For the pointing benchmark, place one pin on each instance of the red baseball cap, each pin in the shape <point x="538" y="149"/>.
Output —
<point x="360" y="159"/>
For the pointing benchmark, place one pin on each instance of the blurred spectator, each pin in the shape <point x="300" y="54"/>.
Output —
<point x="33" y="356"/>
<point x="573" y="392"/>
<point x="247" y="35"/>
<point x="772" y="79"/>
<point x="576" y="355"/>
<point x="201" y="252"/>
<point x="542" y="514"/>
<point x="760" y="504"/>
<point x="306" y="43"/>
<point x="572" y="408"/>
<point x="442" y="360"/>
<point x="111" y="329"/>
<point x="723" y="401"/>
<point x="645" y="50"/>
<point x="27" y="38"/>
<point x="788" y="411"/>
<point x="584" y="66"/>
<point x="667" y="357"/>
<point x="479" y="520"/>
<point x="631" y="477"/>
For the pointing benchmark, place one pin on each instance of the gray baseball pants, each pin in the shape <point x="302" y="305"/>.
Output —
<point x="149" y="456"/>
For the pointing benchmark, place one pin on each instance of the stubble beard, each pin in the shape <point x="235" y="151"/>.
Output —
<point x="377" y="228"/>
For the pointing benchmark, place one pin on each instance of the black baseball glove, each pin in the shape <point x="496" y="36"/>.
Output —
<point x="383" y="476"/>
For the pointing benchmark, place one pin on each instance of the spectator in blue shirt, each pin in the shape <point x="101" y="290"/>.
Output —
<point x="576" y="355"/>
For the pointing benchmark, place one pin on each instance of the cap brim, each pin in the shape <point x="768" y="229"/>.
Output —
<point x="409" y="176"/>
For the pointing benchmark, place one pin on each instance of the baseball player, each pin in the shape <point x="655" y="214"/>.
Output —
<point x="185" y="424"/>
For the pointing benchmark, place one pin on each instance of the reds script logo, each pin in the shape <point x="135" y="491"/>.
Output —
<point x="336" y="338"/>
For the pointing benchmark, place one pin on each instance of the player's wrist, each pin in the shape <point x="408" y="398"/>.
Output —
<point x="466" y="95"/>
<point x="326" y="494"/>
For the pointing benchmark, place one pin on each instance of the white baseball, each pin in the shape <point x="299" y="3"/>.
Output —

▬▬▬

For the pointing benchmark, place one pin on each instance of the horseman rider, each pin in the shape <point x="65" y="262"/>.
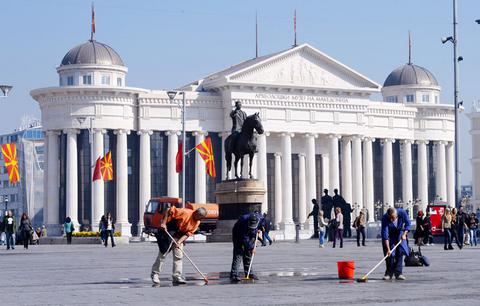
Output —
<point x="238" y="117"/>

▬▬▬

How many lines of the material above contain the word "each"? Reply with the number only.

12